Page excerpt: Begin
Research brings self-powered wearable electronics closer to reality
Wearable electronics – from smartwatches to fitness trackers – are not just trendy and fashionable accessories, but an integral part of many people’s lives. People use these devices to log the number of steps taken, monitor heart rates and sleep patterns, count calories and more.
The demand for wearable devices has spurred advances, such as more compact designs and more complex activity tracking (broken down into different sports), which require more efficient power storage. Traditional batteries can’t meet customer’s expectations of smaller devices and longer run times between chargings. As a result, researchers are working to identify or create alternate power supplies.
Jie Chen, a doctoral candidate in materials science and engineering at the UH Cullen College of Engineering, recently tackled the issue in an article published in the prestigious Nano Energy journal.
“It would be really amazing if one day we could have electronics that work forever – without the need for charging or replacing the batteries,” Chen said. “Energy harvesting from biomechanical energy is one of the promising approaches to make this a reality.”
Biomechanical energy is power harvested from human motion, such as walking. It is widely available to almost every living person.
Chen is the lead author of the article titled “Biocompatible and sustainable power supply for self-powered wearable and implantable electronics using III-nitride thin-film-based flexible piezoelectric generator.” Co-authors include Jae-Hyun Ryou, associate professor of mechanical engineering and Chen’s faculty advisor; Seungkyu Oh, a UH postdoctoral fellow; Noor Nabulsi, a UH mechanical engineering senior and an undergraduate research assistant; Heidi Johnson, a UH undergraduate research fellow and Weijie Wange, a UH doctoral candidate in mechanical engineering.
Page excerpt: End
Entries provided: Begin
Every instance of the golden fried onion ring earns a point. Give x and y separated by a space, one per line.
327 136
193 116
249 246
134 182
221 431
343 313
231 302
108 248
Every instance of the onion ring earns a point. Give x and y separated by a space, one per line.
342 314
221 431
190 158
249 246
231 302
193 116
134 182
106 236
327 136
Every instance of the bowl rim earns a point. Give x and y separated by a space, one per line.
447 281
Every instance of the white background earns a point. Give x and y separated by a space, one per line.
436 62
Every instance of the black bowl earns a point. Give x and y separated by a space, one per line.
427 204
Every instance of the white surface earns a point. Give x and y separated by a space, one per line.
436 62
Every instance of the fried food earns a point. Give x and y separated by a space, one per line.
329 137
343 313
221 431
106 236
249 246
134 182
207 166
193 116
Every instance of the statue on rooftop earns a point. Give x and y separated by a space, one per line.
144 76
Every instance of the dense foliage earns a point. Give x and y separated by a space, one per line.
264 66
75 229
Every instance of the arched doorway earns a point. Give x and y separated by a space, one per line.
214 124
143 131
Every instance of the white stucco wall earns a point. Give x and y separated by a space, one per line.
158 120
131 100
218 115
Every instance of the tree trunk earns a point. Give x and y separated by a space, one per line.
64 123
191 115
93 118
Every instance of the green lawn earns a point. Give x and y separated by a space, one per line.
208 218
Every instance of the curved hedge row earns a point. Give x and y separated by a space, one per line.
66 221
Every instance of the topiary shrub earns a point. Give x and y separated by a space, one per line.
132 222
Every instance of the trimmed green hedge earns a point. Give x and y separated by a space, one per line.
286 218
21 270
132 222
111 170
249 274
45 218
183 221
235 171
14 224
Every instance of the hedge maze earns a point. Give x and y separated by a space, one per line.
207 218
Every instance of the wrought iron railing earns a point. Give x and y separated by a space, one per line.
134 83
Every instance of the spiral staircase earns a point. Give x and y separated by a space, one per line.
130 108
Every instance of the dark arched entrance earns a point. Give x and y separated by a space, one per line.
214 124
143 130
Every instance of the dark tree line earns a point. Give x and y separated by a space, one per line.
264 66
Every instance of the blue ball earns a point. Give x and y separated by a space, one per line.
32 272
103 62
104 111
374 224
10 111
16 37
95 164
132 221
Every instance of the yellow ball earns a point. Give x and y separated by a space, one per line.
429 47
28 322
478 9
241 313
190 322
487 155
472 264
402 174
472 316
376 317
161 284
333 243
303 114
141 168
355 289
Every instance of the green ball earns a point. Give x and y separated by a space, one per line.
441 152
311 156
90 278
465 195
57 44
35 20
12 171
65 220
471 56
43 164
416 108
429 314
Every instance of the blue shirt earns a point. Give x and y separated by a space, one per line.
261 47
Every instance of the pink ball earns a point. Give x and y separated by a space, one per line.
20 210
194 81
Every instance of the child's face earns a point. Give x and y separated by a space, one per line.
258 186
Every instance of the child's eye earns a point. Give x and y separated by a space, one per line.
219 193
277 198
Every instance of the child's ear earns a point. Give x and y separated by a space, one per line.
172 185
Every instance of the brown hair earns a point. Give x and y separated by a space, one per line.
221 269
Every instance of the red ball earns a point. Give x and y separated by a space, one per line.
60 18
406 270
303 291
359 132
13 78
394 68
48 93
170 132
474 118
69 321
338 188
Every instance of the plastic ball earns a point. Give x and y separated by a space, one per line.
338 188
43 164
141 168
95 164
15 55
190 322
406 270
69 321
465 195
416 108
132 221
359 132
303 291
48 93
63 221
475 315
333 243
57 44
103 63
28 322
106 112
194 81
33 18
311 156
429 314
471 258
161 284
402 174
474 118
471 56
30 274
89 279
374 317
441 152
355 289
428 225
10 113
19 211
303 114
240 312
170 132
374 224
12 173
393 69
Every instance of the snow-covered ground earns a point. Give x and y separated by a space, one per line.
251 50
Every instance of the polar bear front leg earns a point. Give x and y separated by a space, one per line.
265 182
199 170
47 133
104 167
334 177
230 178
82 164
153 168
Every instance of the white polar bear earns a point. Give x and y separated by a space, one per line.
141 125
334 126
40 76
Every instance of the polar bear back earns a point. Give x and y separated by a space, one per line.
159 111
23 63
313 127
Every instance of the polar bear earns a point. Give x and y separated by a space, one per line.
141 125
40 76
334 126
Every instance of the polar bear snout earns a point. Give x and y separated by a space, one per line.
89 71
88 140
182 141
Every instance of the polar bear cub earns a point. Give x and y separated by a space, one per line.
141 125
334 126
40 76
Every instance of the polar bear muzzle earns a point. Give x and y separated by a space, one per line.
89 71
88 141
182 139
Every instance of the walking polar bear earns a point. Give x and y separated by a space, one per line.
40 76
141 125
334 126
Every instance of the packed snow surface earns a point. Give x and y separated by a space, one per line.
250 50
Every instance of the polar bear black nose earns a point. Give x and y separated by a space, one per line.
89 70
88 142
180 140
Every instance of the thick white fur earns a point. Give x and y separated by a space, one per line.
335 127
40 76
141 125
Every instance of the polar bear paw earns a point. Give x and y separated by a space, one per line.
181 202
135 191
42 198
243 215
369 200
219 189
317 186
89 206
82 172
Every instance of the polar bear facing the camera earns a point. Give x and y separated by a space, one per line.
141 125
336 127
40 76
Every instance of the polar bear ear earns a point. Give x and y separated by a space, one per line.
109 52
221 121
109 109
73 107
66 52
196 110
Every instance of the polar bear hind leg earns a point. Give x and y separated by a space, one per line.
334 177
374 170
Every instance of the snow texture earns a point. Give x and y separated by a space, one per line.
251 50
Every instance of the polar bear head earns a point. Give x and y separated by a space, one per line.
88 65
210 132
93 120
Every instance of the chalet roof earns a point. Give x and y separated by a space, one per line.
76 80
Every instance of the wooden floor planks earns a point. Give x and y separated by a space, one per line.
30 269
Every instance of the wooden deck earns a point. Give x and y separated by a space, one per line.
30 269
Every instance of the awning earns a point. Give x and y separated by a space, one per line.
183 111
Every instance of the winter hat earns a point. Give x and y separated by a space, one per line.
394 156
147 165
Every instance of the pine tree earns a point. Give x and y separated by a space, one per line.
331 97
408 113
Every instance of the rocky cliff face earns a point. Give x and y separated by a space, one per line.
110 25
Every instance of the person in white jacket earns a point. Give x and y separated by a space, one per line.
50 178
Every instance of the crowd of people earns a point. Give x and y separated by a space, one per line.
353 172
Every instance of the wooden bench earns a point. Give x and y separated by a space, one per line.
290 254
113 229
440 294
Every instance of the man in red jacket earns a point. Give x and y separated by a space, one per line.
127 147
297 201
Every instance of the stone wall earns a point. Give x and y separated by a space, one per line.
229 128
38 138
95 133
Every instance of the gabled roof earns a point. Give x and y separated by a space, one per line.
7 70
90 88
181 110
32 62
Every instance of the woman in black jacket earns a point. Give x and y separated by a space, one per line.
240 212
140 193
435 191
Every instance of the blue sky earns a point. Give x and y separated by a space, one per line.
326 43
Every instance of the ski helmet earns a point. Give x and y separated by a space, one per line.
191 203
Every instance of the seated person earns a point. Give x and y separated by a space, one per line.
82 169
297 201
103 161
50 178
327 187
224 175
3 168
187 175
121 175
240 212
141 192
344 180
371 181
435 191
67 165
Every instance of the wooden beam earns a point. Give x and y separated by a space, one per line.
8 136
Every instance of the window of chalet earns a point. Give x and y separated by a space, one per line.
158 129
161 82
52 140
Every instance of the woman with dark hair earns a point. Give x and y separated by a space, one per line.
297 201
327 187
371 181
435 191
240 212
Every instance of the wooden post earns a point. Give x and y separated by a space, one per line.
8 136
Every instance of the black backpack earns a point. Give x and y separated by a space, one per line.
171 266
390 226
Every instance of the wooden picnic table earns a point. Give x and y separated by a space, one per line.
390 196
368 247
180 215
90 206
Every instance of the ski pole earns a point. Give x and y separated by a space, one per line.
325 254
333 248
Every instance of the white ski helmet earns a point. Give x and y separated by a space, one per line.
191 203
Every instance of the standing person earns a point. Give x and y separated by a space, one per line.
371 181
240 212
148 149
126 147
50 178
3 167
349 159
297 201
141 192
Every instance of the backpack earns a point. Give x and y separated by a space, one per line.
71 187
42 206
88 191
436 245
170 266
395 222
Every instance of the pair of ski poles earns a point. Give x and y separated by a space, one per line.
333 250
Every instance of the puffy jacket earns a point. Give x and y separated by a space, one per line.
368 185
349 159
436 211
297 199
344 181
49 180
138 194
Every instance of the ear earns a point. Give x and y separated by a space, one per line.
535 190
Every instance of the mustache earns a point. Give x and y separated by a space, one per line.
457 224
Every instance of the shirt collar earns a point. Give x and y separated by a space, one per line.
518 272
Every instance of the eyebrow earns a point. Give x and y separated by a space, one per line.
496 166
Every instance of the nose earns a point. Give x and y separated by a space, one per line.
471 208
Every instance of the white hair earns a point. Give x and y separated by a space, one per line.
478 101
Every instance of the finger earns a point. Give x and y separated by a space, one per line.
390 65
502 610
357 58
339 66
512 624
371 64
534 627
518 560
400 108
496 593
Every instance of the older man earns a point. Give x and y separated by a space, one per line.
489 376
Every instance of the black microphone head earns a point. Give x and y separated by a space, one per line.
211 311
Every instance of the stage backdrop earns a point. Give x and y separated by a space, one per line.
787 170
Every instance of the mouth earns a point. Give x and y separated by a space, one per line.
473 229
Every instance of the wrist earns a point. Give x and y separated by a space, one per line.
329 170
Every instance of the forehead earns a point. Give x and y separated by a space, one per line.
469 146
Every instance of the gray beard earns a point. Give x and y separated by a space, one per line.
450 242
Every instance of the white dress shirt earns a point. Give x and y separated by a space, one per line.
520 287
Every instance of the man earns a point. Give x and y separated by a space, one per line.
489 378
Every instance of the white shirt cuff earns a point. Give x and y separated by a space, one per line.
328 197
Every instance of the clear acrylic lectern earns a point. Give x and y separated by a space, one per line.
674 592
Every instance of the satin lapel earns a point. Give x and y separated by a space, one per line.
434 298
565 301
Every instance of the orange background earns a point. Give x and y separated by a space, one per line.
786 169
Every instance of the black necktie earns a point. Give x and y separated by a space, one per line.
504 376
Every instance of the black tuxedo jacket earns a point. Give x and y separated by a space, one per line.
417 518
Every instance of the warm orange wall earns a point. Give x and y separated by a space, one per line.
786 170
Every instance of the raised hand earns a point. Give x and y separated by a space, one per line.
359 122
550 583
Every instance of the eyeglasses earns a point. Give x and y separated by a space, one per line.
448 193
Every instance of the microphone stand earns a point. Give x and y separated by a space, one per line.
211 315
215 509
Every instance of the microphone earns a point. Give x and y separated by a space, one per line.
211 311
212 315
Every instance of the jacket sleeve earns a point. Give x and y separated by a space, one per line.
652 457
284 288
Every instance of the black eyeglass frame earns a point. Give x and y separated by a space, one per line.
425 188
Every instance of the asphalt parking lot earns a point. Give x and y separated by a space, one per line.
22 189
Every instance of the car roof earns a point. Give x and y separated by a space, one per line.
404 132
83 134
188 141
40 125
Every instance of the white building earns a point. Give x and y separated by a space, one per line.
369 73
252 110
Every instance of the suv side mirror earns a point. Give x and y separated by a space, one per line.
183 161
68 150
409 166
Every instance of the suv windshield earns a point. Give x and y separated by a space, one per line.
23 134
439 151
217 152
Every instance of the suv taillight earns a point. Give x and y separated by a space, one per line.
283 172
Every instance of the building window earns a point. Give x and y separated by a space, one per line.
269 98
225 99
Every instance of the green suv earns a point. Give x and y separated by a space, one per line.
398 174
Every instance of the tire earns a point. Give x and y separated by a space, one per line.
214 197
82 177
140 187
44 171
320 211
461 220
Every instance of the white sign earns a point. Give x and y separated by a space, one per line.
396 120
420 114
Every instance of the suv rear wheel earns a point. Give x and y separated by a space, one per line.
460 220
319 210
Entries provided: End
■ **Required actions**:
- A) Answer these questions from the piece on self-powered wearable electronics:
(i) In which journal was Jie Chen's article published?
(ii) What is biomechanical energy?
(iii) What position does Jae-Hyun Ryou hold?
- B) Reproduce a passage from the piece on self-powered wearable electronics, beginning at the words "Chen is the" and stopping after "in mechanical engineering.".
The entries have no connection to the piece on self-powered wearable electronics.

■ **Written responses**:
- A)
(i) Nano Energy.
(ii) Power harvested from human motion, such as walking.
(iii) Associate professor of mechanical engineering, and Chen's faculty advisor.

- B)
Chen is the lead author of the article titled “Biocompatible and sustainable power supply for self-powered wearable and implantable electronics using III-nitride thin-film-based flexible piezoelectric generator.” Co-authors include Jae-Hyun Ryou, associate professor of mechanical engineering and Chen’s faculty advisor; Seungkyu Oh, a UH postdoctoral fellow; Noor Nabulsi, a UH mechanical engineering senior and an undergraduate research assistant; Heidi Johnson, a UH undergraduate research fellow and Weijie Wange, a UH doctoral candidate in mechanical engineering.